* What is expected: Can you write out everything in the material below from "Looking at the photo above, is there any staircase" down to "[324,114,372,212]", requests included, with 97 added to every bounding box coordinate? Give only those lines.

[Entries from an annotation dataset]
★ ★ ★ ★

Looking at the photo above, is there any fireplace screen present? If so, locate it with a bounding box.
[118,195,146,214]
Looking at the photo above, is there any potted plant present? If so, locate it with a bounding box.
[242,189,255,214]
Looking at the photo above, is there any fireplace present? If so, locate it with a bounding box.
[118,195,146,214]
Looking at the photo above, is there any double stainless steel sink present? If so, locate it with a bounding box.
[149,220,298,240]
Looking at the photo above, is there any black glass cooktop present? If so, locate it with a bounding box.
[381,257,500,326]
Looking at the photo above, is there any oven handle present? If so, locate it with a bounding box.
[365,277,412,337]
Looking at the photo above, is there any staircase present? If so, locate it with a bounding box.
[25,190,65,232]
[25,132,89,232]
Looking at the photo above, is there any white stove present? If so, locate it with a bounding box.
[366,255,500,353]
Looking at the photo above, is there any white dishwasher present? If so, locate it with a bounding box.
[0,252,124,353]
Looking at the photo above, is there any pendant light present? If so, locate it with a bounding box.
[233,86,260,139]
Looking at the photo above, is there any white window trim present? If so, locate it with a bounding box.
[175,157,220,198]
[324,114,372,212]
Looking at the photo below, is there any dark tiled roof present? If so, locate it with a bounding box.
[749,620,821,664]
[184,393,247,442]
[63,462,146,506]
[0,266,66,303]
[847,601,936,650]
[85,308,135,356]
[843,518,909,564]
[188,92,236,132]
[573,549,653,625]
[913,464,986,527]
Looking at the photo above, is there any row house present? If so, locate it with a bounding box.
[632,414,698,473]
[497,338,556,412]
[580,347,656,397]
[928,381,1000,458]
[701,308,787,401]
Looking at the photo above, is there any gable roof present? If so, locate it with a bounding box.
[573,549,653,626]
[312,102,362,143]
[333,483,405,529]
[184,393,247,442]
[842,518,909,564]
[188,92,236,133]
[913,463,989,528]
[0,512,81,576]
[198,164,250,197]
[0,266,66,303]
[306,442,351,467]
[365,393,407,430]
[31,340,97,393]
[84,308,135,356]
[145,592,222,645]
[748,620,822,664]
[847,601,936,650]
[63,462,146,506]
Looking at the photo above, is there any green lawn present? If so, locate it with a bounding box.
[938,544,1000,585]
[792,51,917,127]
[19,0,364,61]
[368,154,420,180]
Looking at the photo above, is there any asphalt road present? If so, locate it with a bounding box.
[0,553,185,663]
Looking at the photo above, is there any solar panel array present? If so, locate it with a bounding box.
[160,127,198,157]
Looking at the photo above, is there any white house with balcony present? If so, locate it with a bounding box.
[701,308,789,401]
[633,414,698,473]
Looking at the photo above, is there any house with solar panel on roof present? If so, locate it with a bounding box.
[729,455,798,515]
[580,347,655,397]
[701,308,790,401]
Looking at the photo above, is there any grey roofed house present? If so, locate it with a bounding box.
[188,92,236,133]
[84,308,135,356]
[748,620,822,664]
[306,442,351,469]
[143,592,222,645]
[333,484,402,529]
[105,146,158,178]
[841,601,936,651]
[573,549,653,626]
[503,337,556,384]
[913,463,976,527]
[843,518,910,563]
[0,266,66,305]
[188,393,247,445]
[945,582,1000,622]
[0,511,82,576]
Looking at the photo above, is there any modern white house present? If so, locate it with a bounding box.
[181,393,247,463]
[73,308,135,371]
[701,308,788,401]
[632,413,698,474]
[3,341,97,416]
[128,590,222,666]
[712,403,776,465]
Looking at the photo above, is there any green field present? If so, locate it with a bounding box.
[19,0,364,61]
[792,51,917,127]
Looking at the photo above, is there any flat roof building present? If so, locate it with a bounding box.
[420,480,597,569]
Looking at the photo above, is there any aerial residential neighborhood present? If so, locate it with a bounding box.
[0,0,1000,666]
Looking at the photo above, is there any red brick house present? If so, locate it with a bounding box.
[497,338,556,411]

★ ★ ★ ★

* The answer:
Looking at the photo above, is there any staircase present? If so, locate it with a bounding box.
[122,287,162,329]
[122,229,186,329]
Looking at the photo above, is there any white stove present? If so, locate it with a bounding box.
[463,352,597,450]
Looking at the photo above, is there any white dishwasher present? If so, locate it with a bounding box.
[97,349,221,450]
Looking at the photo above, is there any pendant light present? If so, locate it with a bounding box.
[330,183,357,236]
Looking at the photo above, is there any white window trim present? If so, locate it with a bounding box.
[272,254,317,295]
[421,211,469,309]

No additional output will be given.